OBJECTIVE
Everything from the line containing "If you could point at the recessed" through the final line of the records must be transcribed verbatim; nothing else belongs in the result.

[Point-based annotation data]
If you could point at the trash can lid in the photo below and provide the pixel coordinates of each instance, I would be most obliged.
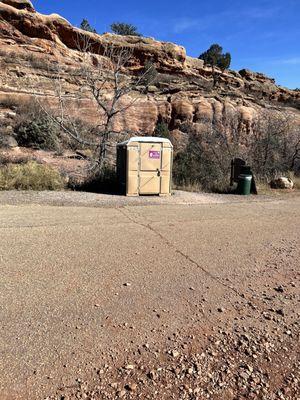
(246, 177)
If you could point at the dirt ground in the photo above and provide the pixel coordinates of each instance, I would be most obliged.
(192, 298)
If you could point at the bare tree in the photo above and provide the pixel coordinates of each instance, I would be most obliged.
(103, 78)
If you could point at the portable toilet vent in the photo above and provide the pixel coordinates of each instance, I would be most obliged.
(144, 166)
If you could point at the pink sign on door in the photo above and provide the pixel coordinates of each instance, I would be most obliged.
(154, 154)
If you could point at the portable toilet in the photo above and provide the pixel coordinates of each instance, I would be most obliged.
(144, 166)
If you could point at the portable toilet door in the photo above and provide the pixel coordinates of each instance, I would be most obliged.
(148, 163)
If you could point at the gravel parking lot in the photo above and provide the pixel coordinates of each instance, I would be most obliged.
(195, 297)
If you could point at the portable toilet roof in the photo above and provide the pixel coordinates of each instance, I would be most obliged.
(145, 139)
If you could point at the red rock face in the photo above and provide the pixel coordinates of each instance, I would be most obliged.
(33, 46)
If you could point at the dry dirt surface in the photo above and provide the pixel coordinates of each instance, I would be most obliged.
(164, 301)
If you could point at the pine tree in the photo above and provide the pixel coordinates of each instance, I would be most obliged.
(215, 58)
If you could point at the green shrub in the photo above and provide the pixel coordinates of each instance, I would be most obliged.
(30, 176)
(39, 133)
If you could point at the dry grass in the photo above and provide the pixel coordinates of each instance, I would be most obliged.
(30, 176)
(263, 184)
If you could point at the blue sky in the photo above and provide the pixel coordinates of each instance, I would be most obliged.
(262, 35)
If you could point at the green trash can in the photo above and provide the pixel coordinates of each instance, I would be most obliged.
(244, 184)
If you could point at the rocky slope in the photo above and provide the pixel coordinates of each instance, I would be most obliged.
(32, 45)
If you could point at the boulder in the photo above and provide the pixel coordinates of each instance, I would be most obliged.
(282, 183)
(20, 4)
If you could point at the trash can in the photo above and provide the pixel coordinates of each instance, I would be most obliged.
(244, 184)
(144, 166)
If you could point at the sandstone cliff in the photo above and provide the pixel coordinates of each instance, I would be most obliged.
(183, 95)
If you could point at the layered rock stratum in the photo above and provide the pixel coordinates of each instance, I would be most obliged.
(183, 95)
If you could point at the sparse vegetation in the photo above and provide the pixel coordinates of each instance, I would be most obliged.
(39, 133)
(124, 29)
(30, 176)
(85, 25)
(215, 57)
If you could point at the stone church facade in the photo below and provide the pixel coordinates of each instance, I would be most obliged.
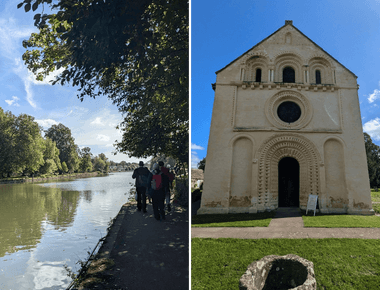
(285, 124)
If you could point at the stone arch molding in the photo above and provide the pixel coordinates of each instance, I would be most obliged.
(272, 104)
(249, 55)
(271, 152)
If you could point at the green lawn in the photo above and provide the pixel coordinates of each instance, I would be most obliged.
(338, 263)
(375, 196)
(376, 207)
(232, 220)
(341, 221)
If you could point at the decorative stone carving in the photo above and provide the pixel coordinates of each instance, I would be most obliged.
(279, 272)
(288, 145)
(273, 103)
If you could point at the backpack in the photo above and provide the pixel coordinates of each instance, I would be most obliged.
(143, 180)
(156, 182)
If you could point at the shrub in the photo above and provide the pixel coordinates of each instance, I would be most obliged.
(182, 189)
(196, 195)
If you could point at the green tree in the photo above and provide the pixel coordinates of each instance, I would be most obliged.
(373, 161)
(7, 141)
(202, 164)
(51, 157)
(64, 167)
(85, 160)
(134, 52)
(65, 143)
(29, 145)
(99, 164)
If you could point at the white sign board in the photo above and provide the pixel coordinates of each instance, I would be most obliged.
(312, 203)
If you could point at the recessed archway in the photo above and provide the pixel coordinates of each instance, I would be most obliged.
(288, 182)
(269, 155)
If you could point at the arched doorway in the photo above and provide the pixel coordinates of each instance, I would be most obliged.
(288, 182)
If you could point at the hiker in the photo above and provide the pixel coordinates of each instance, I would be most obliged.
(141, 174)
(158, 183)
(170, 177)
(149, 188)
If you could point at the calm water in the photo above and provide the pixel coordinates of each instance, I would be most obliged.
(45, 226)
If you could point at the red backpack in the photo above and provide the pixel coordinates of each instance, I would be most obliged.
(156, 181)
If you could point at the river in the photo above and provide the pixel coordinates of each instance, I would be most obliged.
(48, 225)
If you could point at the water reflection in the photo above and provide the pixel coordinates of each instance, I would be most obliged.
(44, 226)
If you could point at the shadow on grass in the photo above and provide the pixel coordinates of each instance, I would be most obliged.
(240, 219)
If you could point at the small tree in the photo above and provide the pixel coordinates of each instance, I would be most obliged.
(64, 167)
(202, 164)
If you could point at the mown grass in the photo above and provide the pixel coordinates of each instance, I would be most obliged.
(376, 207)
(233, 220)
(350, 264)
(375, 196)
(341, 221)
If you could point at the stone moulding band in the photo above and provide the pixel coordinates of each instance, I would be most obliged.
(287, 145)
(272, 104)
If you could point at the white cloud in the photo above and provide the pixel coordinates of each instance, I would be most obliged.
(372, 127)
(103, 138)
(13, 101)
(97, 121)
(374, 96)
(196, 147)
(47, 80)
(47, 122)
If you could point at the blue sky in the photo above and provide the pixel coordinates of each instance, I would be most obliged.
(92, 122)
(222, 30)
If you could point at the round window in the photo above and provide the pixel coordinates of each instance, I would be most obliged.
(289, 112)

COMPLETE RESPONSE
If you could point at the recessed archway in the photo above and provide the pixel coordinates of each instance, I would be most obliged.
(288, 182)
(269, 155)
If you could point at the arched doorway in the photo above and provide the pixel coordinates of each instance, I would be most obliged.
(288, 182)
If you could point at the hiker in the photo above and provide the pixel coordinates of each instance, I would be most obliged.
(141, 174)
(158, 183)
(170, 177)
(149, 188)
If you could point at the calm water in the photo above and provide the pixel coordinates of each instance, I would be most obliged.
(45, 226)
If you could point at the red backpack in the photo above and provide the pixel coordinates of each instance, I would be most obliged.
(156, 181)
If you could point at the river in the photo above and provide the pixel coordinates of each instance, I would be most obliged.
(48, 225)
If you could point at the water reflection in the photo above and provide the pixel coordinates of each instance, I would be most obliged.
(44, 226)
If you could point at the shadow on grass in the photo above and provide the pixel coordinates of each instance, I would be most obliged.
(240, 219)
If you could point at the small tree in the photo above and provide the pixel coordinates of each instance, I would be most obliged.
(64, 167)
(202, 164)
If you could point at the mown grass in the photo above and provide the pixel coordinates of each instance, I would be most obliged.
(376, 207)
(233, 220)
(350, 264)
(375, 196)
(341, 221)
If you could point at the stone moulding band in the photo above and provide the pixel coordinates of each instance, I would be most obliged.
(287, 145)
(272, 104)
If you could point at the white cloud in the photo above and provide the pixel coordinates of each instance, I would be most obliged.
(372, 127)
(103, 138)
(13, 101)
(97, 121)
(374, 96)
(196, 147)
(47, 80)
(47, 122)
If you could point at the blue sky in the photo above and provide the pixel coordinates of each instance, I would be most obliged.
(92, 122)
(222, 30)
If you could point at the round window in the photo above and provide the pixel coordinates of each instance, I would be most obliged.
(289, 112)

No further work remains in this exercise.